A large expense in ALS is making your home accessible. Changes to your home to make it accessible to the taxpayer, the taxpayer's spouse, or dependent who lives there are deductable as Medical Deductions. Large projects such as adding a bedroom, bathroom, or elevator can be partially deductible. If the cost of materials and labor is more than the added value to your house, you can deduct the difference. The IRS has a list of home changes that it does not consider as adding to the value of your home and are therefore entirely deductible. They include:

  1. Wheelchair ramps inside or outside, including landscape grading if needed.
  2. Widening or modifying exterior or interior doorways or hallways.
  3. Installing railing or support bars in bathrooms, and other modifications intended to increase bathroom safety
  4. Lowering kitchen cabinets and equipment, and other kitchen modifications
  5. Changing the location of or otherwise modifying electrical outlets and fixtures
  6. Porch lifts or stair lifts
  7. Modifying stairs
  8. Adding handrails or grab bars in areas other than bathrooms
  9. Modifying door hardware

If you "upgrade" as part of these changes, only the basic change is deductible. Example: Replacing flooring may be necessary when widening a hallway. Upgrading from vinyl flooring to ceramic tile would be deductible only to the amount that new vinyl flooring would have cost because tile would add to the value of your home.

To defend your claim if the IRS challenges it, really big projects should include good record keeping of costs. Written advice from your physician or physician ordered therapist's evaluation about the need for the improvement to your home, and before and after appraisals to show any increase in value due to the improvement would be helpful as well.

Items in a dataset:

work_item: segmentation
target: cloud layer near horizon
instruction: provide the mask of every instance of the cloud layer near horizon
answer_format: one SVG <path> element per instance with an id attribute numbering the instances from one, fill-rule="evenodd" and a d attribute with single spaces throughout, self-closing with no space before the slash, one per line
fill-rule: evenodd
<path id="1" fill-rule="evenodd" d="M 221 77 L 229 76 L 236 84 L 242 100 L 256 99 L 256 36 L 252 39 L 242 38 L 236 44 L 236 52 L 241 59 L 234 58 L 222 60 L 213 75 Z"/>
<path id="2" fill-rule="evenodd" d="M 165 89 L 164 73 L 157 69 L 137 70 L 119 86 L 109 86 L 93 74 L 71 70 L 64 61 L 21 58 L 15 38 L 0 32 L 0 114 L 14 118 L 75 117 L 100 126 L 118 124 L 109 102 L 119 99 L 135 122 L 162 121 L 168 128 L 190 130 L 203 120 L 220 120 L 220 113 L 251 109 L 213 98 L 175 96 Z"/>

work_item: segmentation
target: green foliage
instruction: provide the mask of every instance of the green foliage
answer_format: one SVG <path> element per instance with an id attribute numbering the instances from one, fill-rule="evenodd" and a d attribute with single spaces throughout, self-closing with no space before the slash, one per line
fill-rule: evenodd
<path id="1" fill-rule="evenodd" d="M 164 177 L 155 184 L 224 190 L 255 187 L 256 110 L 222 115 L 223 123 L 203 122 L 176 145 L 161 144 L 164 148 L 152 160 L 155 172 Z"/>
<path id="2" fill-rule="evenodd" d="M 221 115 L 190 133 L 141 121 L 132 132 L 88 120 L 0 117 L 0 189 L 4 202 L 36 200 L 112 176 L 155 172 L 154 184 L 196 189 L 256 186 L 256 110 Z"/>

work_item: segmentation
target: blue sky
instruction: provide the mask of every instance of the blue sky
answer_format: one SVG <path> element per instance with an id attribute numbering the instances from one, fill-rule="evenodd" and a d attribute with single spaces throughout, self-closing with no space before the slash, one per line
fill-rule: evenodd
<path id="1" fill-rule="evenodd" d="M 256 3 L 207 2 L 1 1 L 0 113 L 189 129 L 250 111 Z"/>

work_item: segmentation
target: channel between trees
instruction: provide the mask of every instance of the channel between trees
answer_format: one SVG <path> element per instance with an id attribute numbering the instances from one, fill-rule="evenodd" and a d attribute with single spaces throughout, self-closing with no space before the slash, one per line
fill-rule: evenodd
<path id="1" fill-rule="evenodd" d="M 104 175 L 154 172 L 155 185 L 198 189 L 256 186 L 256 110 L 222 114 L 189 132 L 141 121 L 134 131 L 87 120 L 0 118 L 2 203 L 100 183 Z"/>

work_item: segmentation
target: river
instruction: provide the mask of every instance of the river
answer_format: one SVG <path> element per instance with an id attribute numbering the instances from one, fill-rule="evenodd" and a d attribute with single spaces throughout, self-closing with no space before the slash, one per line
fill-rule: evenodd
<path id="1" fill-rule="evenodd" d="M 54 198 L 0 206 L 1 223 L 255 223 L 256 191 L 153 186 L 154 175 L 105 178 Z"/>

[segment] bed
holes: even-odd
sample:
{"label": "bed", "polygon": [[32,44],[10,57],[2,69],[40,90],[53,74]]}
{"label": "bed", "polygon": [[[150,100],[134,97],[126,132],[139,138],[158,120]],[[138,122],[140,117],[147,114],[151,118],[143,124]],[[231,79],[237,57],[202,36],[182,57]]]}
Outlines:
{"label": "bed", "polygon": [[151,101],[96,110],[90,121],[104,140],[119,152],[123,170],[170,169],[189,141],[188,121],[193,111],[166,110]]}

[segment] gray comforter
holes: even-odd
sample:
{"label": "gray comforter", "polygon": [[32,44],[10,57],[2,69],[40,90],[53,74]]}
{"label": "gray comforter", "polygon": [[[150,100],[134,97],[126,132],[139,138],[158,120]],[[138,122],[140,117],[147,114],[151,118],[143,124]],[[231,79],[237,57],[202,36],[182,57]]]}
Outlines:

» Task objective
List every large home project that the text on making a home accessible for ALS names as only partially deductible.

» Output
Adding a bedroom, adding a bathroom, and adding an elevator.